→ TASK TO COMPLETE
Count the lines of the material that contain the word "semicolons", treating uppercase and lowercase as different, and give only the number.

=== EXERCISE INPUTS ===

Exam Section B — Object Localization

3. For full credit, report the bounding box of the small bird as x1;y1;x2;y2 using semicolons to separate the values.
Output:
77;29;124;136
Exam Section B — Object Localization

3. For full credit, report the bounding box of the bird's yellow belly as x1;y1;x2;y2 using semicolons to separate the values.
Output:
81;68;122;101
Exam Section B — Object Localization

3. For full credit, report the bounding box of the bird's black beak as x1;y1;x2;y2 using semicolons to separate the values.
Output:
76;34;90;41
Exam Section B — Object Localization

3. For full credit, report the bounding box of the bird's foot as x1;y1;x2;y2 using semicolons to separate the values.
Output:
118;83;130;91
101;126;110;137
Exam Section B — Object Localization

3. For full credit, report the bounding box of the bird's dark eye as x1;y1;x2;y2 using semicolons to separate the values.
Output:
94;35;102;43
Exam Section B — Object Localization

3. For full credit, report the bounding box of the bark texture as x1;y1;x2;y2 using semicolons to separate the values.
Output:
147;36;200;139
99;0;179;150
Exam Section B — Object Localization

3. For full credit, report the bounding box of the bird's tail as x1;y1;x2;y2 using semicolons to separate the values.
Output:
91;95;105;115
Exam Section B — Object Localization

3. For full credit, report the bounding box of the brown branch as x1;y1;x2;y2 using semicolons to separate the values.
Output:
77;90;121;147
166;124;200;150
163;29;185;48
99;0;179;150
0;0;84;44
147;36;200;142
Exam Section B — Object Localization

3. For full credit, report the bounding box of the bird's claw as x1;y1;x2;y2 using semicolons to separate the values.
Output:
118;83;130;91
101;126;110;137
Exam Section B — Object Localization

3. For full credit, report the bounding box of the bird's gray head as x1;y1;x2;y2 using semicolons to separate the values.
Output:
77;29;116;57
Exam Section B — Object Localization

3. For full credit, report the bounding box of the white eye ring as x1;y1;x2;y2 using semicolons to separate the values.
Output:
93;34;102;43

===

→ ANSWER TO THE EXERCISE
11